◆ PAGE ◆
================================
So maybe kvm_get_supported_feature_msrs() really is unnecessary?

We seem to have two alternatives:
* calling KVM_GET_MSRS for all MSRs only once, at
  kvm_get_supported_feature_msrs() (as I had suggested
  previously);
* calling KVM_GET_MSRS for one MSR unconditionally here, but
  _not_ treating 0 as a fatal error.

I prefer the former, but I would be OK with both alternatives.
Note that we need to check for KVM capabilities in both cases.


> > 
> > > +    if (i >= kvm_feature_msrs->nmsrs) {
> > > +        fprintf(stderr, "Requested MSR (index= %d) is not supported.\n", index);
> > 
> > This error message is meaningless for QEMU users.  Do we really
> > need to print it?
> > 
> > > +        return 0;
> > 
> > Returning 0 for MSRs that are not supported is probably OK, but
> > we need to see this function being used, to be sure (I didn't
> > look at all the patches in this series yet).
================================
◆ RECORDS PROVIDED ◆

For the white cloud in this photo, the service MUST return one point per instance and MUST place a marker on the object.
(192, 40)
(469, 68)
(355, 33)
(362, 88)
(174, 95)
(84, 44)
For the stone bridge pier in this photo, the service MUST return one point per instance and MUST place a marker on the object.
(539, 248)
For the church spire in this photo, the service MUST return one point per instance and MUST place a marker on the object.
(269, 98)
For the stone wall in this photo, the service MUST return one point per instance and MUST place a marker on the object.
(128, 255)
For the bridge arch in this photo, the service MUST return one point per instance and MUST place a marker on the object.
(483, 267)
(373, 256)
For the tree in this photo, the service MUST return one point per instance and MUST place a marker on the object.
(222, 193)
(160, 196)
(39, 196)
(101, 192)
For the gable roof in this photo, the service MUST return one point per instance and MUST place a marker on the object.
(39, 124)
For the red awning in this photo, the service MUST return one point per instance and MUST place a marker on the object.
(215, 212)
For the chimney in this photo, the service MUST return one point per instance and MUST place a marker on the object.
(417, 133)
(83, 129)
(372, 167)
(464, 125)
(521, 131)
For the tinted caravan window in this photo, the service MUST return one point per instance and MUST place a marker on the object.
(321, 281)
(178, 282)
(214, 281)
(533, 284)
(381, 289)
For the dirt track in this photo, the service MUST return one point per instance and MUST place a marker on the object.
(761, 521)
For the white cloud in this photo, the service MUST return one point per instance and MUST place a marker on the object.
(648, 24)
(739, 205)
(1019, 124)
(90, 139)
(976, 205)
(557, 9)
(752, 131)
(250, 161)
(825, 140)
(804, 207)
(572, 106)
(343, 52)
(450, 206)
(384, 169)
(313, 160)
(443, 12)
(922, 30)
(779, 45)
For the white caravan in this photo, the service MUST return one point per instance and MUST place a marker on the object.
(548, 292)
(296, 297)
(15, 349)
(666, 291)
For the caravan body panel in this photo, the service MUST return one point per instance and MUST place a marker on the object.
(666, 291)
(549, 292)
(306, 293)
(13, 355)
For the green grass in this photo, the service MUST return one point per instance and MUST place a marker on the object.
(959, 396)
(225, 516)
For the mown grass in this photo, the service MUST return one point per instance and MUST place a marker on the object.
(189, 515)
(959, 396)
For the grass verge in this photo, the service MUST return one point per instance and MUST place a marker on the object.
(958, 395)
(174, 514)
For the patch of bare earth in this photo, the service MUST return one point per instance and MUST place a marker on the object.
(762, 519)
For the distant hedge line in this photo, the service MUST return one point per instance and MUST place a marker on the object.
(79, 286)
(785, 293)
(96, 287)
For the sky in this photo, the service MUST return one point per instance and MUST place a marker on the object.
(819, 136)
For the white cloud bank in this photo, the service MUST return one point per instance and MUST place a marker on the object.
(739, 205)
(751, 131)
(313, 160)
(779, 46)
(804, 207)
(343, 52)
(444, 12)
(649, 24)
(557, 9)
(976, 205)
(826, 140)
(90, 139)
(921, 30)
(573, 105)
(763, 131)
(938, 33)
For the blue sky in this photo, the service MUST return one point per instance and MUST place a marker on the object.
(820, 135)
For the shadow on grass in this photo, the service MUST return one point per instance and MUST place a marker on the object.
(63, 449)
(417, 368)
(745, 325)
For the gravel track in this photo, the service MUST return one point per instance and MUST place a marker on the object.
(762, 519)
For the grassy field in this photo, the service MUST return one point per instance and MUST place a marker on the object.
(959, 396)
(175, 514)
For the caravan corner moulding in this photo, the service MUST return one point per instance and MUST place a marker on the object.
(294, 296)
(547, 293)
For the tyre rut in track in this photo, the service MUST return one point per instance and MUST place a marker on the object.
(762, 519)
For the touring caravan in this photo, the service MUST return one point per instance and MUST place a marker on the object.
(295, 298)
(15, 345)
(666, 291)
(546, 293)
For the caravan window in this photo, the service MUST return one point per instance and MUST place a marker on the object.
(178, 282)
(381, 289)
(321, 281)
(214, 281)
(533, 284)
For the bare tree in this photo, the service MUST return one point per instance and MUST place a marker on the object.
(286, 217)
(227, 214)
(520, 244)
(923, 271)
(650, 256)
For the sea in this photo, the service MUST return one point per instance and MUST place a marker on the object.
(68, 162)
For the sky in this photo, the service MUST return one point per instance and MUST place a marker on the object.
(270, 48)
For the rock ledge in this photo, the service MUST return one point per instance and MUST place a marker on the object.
================================
◆ TASKS FOR THIS EXERCISE ◆
(a) In the KVM MSR review thread, which of the two alternatives does the reviewer prefer?
(b) Translate this sentence from the KVM MSR review thread into Spanish: "This error message is meaningless for QEMU users."
(c) Pick up the KVM MSR review thread right after its final sentence and continue it.

◆ RESULTS OF THE EXERCISE ◆
(a) Calling KVM_GET_MSRS for all MSRs only once, at kvm_get_supported_feature_msrs().

(b) Este mensaje de error no tiene sentido para los usuarios de QEMU.

(c)
> > 
> > > +    }
> > > +
> > > +    msr_data.info.nmsrs = 1;
> > > +    msr_data.entries[0].index = index;
> > > +
> > > +    ret = kvm_ioctl(s, KVM_GET_MSRS, &msr_data);
> > > +
> > > +    if (ret != 1) {
> > > +        fprintf(stderr, "KVM get MSR (index=0x%x) feature failed, %s\n",
> > > +            index, strerror(-ret));
> > > +        exit(1);
> > 
> > I'm not a fan of APIs that write to stdout/stderr or exit(),
> > unless they are clearly just initialization functions that should
> > never fail in normal circumstances.
> > 
> > But if you call KVM_GET_MSRS for all MSRs at
> > kvm_get_supported_feature_msrs() below, this function would never
> > need to report an error.
> > 
> > We are already going through the trouble of allocating
> > kvm_feature_msrs in kvm_get_supported_feature_msrs() anyway.
> 
> I had looked into KVM KVM_GET_MSRS handling, though less likely, still
> have changes copy_from/to_user() fail. Therefore I added the check and
> warning here, in that seldom case happens.
> 
> exit() or not, I'm also not sure. Seems not necessary, while my usual
> programming philosophy is never let wrong goes further. For in the case
> of ioctl(KVM_GET_MSRS) returns failure, something goes wrong underlying,
> I would prefer to let user know this, rather than let it pass and goes
> further.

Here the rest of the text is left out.